*BRIEF*: The required result is a copy of each line below in which "window" appears.

GIVEN INFORMATION Start Marker

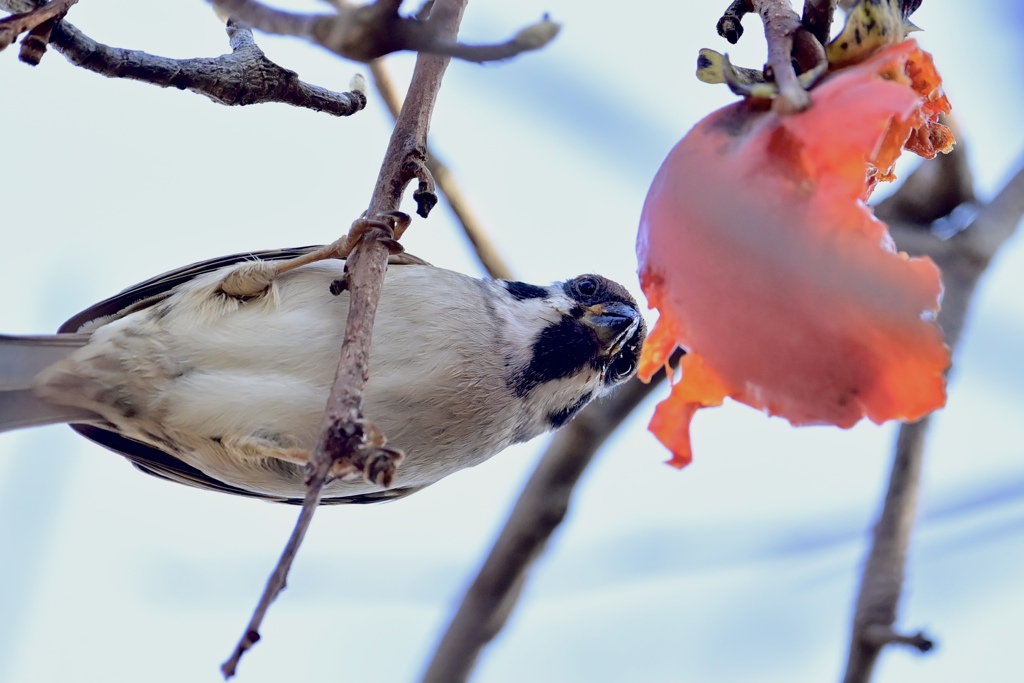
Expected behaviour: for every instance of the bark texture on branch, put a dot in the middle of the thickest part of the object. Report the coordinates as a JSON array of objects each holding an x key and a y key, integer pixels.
[
  {"x": 245, "y": 76},
  {"x": 342, "y": 432},
  {"x": 483, "y": 247},
  {"x": 367, "y": 32},
  {"x": 933, "y": 191}
]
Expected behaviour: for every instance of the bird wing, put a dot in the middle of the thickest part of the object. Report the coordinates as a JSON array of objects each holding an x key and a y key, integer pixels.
[{"x": 159, "y": 463}]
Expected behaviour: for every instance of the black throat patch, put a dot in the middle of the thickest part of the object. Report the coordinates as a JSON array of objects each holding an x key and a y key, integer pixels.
[{"x": 562, "y": 350}]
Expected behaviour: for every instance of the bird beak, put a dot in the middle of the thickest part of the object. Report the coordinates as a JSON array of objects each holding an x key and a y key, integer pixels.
[{"x": 614, "y": 324}]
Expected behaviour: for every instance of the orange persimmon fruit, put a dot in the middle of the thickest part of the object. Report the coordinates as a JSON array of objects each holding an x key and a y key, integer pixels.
[{"x": 768, "y": 268}]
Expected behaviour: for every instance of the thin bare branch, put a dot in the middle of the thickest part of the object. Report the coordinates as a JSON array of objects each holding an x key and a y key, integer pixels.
[
  {"x": 13, "y": 26},
  {"x": 730, "y": 25},
  {"x": 243, "y": 77},
  {"x": 964, "y": 260},
  {"x": 537, "y": 514},
  {"x": 345, "y": 436},
  {"x": 367, "y": 32},
  {"x": 471, "y": 225}
]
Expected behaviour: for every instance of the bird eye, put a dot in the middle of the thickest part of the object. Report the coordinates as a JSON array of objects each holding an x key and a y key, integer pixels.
[
  {"x": 622, "y": 368},
  {"x": 587, "y": 287}
]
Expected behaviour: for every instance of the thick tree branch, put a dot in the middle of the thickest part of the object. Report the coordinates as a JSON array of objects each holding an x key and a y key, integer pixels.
[
  {"x": 245, "y": 76},
  {"x": 537, "y": 514},
  {"x": 471, "y": 225},
  {"x": 963, "y": 258},
  {"x": 367, "y": 32},
  {"x": 345, "y": 437}
]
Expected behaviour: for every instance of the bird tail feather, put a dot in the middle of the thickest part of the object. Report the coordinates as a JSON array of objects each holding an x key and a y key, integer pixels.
[{"x": 20, "y": 359}]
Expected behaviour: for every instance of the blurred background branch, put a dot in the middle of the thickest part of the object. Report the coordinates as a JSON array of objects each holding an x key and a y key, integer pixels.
[{"x": 935, "y": 196}]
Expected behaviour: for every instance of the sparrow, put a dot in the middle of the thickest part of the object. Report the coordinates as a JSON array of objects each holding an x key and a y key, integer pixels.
[{"x": 216, "y": 375}]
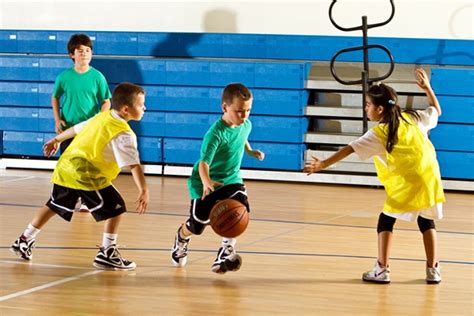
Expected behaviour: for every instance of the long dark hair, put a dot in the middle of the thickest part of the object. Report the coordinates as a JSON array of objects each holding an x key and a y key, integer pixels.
[{"x": 387, "y": 97}]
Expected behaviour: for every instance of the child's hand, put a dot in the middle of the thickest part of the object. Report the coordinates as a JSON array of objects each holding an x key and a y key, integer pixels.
[
  {"x": 314, "y": 166},
  {"x": 59, "y": 126},
  {"x": 51, "y": 147},
  {"x": 422, "y": 79},
  {"x": 142, "y": 202},
  {"x": 208, "y": 187},
  {"x": 260, "y": 155}
]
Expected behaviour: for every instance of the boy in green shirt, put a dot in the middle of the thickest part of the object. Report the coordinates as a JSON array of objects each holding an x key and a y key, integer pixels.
[
  {"x": 81, "y": 91},
  {"x": 216, "y": 176}
]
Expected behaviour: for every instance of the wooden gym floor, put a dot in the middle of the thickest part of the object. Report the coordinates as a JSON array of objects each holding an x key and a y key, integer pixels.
[{"x": 304, "y": 253}]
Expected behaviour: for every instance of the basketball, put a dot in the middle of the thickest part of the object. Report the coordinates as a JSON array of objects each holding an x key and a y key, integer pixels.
[{"x": 229, "y": 218}]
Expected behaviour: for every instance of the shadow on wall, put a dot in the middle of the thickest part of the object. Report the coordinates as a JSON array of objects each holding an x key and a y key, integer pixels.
[
  {"x": 443, "y": 55},
  {"x": 196, "y": 44},
  {"x": 220, "y": 21}
]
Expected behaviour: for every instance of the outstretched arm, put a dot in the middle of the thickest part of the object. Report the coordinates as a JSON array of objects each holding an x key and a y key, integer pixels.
[
  {"x": 52, "y": 145},
  {"x": 208, "y": 184},
  {"x": 424, "y": 83},
  {"x": 105, "y": 105},
  {"x": 143, "y": 194},
  {"x": 260, "y": 155},
  {"x": 318, "y": 164},
  {"x": 58, "y": 122}
]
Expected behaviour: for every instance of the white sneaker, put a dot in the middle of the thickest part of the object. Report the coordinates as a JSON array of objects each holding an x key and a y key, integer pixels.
[
  {"x": 433, "y": 275},
  {"x": 378, "y": 274},
  {"x": 179, "y": 252},
  {"x": 227, "y": 260},
  {"x": 84, "y": 208}
]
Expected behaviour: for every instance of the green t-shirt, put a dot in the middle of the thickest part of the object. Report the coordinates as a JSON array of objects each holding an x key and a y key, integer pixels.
[
  {"x": 222, "y": 149},
  {"x": 82, "y": 94}
]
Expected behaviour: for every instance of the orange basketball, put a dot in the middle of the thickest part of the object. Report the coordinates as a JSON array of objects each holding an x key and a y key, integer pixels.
[{"x": 229, "y": 218}]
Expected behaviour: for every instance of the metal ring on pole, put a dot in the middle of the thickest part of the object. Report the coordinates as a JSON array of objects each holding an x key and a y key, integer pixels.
[
  {"x": 369, "y": 26},
  {"x": 357, "y": 48}
]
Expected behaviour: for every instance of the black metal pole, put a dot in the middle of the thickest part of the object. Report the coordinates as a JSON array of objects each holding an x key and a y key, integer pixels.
[
  {"x": 365, "y": 73},
  {"x": 365, "y": 88}
]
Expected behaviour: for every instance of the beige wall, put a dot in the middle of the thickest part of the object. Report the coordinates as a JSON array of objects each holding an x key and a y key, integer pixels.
[{"x": 450, "y": 19}]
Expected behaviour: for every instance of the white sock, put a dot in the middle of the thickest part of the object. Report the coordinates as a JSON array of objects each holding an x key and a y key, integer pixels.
[
  {"x": 180, "y": 233},
  {"x": 109, "y": 239},
  {"x": 31, "y": 232},
  {"x": 229, "y": 242}
]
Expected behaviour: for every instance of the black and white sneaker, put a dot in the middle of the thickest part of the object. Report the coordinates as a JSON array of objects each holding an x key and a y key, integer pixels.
[
  {"x": 179, "y": 252},
  {"x": 227, "y": 260},
  {"x": 110, "y": 259},
  {"x": 23, "y": 248}
]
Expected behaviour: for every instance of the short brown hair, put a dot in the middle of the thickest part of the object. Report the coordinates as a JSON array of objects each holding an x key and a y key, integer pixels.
[
  {"x": 77, "y": 40},
  {"x": 124, "y": 95},
  {"x": 234, "y": 90}
]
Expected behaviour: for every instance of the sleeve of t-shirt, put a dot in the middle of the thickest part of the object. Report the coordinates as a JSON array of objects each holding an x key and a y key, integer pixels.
[
  {"x": 125, "y": 149},
  {"x": 58, "y": 87},
  {"x": 78, "y": 127},
  {"x": 209, "y": 146},
  {"x": 428, "y": 119},
  {"x": 103, "y": 89},
  {"x": 368, "y": 145}
]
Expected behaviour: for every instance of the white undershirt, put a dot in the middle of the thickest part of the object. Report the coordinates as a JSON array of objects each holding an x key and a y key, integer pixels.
[{"x": 122, "y": 148}]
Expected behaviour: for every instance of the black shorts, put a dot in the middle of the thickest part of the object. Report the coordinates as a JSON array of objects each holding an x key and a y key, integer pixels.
[
  {"x": 103, "y": 204},
  {"x": 201, "y": 209}
]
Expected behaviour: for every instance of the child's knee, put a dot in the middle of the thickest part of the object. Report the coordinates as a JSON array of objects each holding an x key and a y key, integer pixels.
[
  {"x": 195, "y": 227},
  {"x": 425, "y": 224},
  {"x": 385, "y": 223}
]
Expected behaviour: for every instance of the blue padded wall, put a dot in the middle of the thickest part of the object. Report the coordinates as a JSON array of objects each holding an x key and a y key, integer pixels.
[
  {"x": 36, "y": 41},
  {"x": 253, "y": 46},
  {"x": 19, "y": 68},
  {"x": 8, "y": 41},
  {"x": 456, "y": 165},
  {"x": 18, "y": 94},
  {"x": 23, "y": 143},
  {"x": 19, "y": 119},
  {"x": 151, "y": 149}
]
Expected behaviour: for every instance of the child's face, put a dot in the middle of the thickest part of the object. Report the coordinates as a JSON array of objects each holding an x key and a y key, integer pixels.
[
  {"x": 82, "y": 55},
  {"x": 136, "y": 111},
  {"x": 237, "y": 112},
  {"x": 374, "y": 112}
]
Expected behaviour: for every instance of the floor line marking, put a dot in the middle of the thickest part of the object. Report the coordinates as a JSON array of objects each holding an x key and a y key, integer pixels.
[
  {"x": 47, "y": 285},
  {"x": 43, "y": 265},
  {"x": 18, "y": 179}
]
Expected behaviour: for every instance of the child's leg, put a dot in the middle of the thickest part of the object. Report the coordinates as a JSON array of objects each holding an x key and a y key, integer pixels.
[
  {"x": 111, "y": 231},
  {"x": 42, "y": 216},
  {"x": 384, "y": 247},
  {"x": 430, "y": 241},
  {"x": 385, "y": 234},
  {"x": 433, "y": 270},
  {"x": 380, "y": 273},
  {"x": 184, "y": 232},
  {"x": 23, "y": 246},
  {"x": 428, "y": 229}
]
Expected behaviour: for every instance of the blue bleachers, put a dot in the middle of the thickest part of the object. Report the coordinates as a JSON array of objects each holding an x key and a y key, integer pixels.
[
  {"x": 183, "y": 95},
  {"x": 253, "y": 46}
]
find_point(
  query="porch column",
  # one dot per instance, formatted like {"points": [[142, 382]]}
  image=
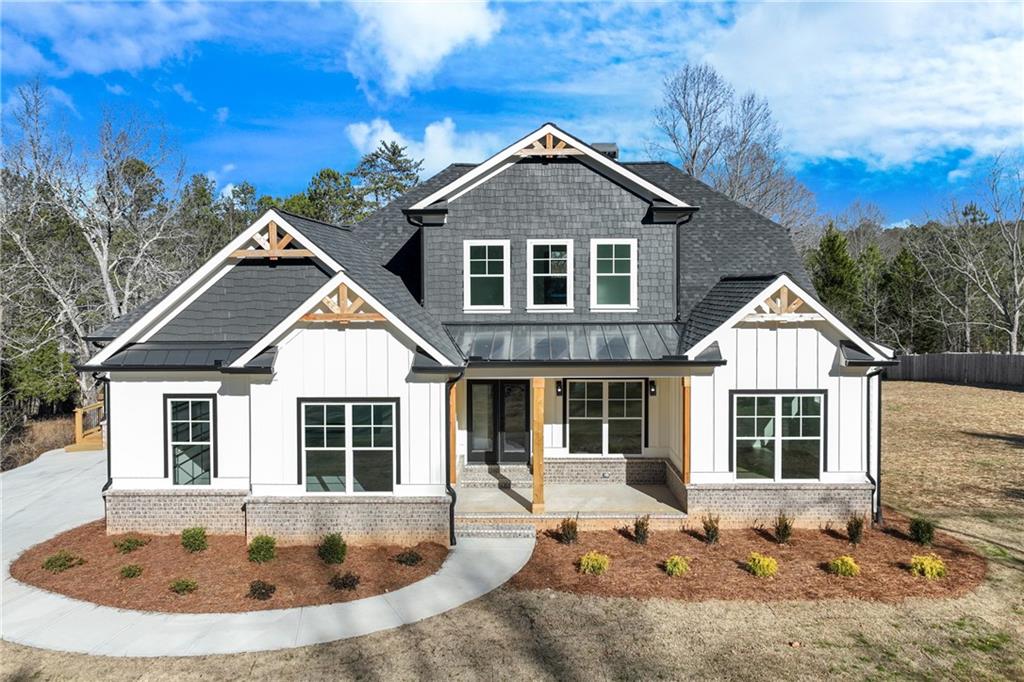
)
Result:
{"points": [[537, 428]]}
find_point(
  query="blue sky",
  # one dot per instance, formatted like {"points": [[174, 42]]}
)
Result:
{"points": [[900, 104]]}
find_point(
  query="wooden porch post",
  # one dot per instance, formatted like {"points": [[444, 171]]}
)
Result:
{"points": [[537, 428], [686, 431]]}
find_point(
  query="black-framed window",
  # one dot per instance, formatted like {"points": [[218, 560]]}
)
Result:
{"points": [[348, 444], [778, 436], [190, 438]]}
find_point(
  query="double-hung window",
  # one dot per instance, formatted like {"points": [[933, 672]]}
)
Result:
{"points": [[613, 274], [485, 282], [190, 437], [349, 445], [778, 436], [605, 417], [549, 274]]}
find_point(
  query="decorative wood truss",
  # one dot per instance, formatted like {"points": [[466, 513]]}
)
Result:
{"points": [[338, 307], [549, 146], [272, 246]]}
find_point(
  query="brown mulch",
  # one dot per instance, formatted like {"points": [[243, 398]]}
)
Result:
{"points": [[718, 572], [222, 570]]}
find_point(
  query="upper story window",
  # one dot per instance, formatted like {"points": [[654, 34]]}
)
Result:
{"points": [[613, 274], [550, 274], [485, 275]]}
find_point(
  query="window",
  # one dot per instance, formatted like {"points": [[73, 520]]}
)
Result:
{"points": [[605, 417], [778, 437], [612, 274], [485, 285], [189, 438], [349, 446], [550, 275]]}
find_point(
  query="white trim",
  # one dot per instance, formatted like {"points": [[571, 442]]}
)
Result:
{"points": [[506, 276], [634, 274], [547, 128], [780, 281], [314, 299], [569, 276], [202, 273]]}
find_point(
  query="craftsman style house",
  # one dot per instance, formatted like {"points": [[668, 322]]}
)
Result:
{"points": [[548, 332]]}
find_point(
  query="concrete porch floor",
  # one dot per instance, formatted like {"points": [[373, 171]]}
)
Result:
{"points": [[593, 499]]}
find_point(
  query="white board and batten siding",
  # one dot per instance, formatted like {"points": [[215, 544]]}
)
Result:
{"points": [[779, 357]]}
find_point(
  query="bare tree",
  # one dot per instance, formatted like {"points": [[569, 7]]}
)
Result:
{"points": [[732, 143]]}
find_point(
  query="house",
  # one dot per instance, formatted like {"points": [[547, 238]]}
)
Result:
{"points": [[549, 323]]}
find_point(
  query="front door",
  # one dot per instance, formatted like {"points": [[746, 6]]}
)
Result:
{"points": [[499, 422]]}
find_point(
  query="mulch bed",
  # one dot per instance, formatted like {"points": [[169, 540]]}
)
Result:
{"points": [[222, 570], [718, 571]]}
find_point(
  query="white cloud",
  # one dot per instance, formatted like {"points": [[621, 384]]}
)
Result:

GIVEN INFORMATION End Marker

*TASK OUTPUT*:
  query="black-framed window",
  query="double-hung window",
  query="upper story window",
  query="window",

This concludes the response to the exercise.